◆ Problem ◆
Nothing but the images should be left out when the entries are restated word for word.
### Given records ###
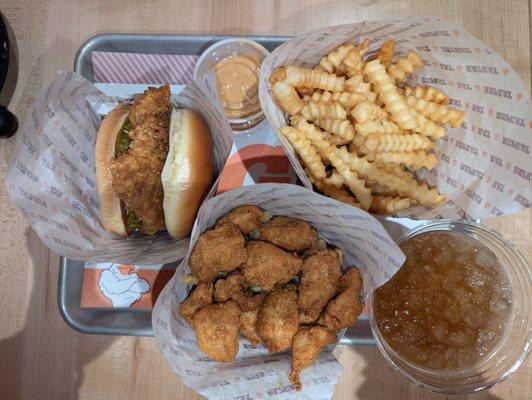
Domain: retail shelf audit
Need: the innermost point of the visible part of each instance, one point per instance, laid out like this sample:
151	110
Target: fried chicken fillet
216	327
344	309
200	296
320	276
219	250
306	346
268	265
292	234
278	318
137	171
247	218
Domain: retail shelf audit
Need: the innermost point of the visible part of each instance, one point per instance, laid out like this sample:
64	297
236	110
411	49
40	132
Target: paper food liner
484	166
51	177
255	374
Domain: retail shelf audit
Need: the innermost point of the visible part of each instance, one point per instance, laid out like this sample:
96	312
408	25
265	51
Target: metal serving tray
137	322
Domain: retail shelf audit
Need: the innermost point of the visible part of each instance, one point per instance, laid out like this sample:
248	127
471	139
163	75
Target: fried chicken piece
292	234
320	276
247	218
248	319
219	250
306	346
278	318
268	265
232	288
137	171
200	296
216	327
344	309
154	103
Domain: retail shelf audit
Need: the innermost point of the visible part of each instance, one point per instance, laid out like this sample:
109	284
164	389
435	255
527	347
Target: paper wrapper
255	374
52	177
485	166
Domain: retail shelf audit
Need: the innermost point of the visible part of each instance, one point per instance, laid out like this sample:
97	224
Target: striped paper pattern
113	67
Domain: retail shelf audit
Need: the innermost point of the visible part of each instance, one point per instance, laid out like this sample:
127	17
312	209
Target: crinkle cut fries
360	132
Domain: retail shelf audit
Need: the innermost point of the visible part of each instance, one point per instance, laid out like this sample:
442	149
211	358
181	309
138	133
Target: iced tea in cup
456	317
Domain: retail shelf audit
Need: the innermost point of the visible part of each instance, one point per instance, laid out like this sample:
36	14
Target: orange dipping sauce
237	82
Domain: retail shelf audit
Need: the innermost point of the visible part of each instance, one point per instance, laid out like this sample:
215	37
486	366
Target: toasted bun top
188	171
111	210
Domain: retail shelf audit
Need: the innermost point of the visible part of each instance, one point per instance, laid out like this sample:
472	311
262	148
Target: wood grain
40	356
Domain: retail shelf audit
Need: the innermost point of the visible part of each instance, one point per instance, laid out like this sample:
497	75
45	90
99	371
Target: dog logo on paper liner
121	285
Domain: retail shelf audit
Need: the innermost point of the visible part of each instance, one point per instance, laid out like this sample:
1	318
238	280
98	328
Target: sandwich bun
188	171
112	212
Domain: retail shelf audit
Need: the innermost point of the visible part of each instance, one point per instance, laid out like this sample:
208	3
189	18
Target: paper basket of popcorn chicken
413	117
274	275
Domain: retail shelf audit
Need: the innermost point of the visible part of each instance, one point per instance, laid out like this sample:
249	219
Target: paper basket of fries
253	372
412	117
52	175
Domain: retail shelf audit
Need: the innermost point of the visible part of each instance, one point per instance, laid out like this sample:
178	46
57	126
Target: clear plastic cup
226	48
516	340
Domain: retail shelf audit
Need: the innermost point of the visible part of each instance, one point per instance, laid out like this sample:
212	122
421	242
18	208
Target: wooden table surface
40	356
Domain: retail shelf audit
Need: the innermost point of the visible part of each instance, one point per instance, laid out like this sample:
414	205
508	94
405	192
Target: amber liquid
448	305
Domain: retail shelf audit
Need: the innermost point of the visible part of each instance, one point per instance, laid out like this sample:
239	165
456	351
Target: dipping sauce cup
236	65
515	336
###
◆ Worked solution ◆
Domain: retail shelf audit
Need: the innermost point of the visible part of each instance, one point per instance, laid out like this sample:
151	110
Target: fried chicken fillet
216	327
344	309
200	296
320	276
219	250
306	346
268	265
292	234
278	318
137	171
247	218
Domain: retail shelf audit
Need: the innermost point of the visible part of each instance, one point per instance, laid out like this sample:
64	297
236	110
411	49
40	132
Target: paper food liner
484	166
51	177
255	374
Domain: retail shelf audit
Need: the innermost point of the visible part of each instance, one point per instance, laid out like this sample:
96	312
408	25
265	51
Target: metal serving tray
137	322
Domain: retail shelf audit
Need: the innermost point of the visible part of each instance, one point per instance, laid out like this sample:
248	127
471	139
163	75
Target: fried chicken piece
292	234
320	276
247	218
248	319
219	250
306	346
278	318
268	265
232	288
137	171
200	296
216	327
344	309
154	103
Domain: retail shelf audit
Need: the innermost point of the visible part of each instance, one point per instance, laid out like this sample:
109	284
164	389
435	255
527	347
Target: paper wrapper
255	374
52	177
485	166
Domain: retail shelf audit
Need: the innermost point of the visible part of each instance, one point per instance, laid out like this sample:
97	224
Target: striped paper pattern
113	67
Domain: retail shelf audit
Need: the innermost point of the visible part of each instance, one point per instance, laid out like this sample:
127	17
312	209
Target: crinkle cut fries
360	132
Domain: retail shelf audit
Need: the innermost point of the visible part of each instance, one point per instance, laid out like this sample:
442	149
211	358
181	309
138	133
Target: iced tea in cup
456	317
Domain: retail shelf audit
Need: the innermost point of the visible part of each instance, one point per instance, laid out like this sample:
36	14
Target: orange dipping sauce
237	82
Domain: retail shelf audit
Need: the innermost point of the visible part of each instance, one point per instance, laid out like this sample:
215	37
486	366
Target: toasted bun top
188	171
111	210
Domain: retail shelf audit
Need: the innermost point of the visible part of each instance, one point per instance, laid out like this sample:
472	311
262	148
Target: wood grain
40	356
Domain: retail shelf audit
Need: the innermost point of the visible part of each instance, one point per instance, laid out like this sample:
497	75
45	90
99	371
Target: dog logo on paper liner
121	285
Domain: retail shelf audit
Need: the innermost point of the visible part of each instance, one point per instance, laid out like this sample:
1	318
238	280
98	328
Target: sandwich bun
188	171
112	212
Domain: retail shelf audit
Need: the innermost point of the visible part of each instance, one point per instance, laid out like this sample:
208	3
189	18
Target: paper basket of popcorn chicken
413	117
274	275
Domain: retail shelf audit
Need: the innermost point of the visible part of each instance, one point per instance, laid out like this sample:
249	219
Target: paper basket of fries
253	372
412	117
52	175
Domain: retail shelf audit
Need: the innermost point of the visible part of each instance, one point per instance, laid out like this sample:
178	46
57	126
Target: clear plastic cup
226	48
516	340
Domain: retail shelf audit
Need: the innermost point of the visible part of each instance, one point per instance, laid out like this sample:
212	122
421	242
18	208
Target: wooden table surface
40	356
Domain: retail shelf audit
Need: the innermost point of the visible part of each instance, one point per instance, laid out like this sample:
414	205
508	94
405	192
Target: amber liquid
448	305
Domain: retail shelf audit
Need: the innermost point of the visible part of each instance, one point per instance, laid out like this sample:
239	165
456	351
Target: dipping sauce cup
236	65
515	336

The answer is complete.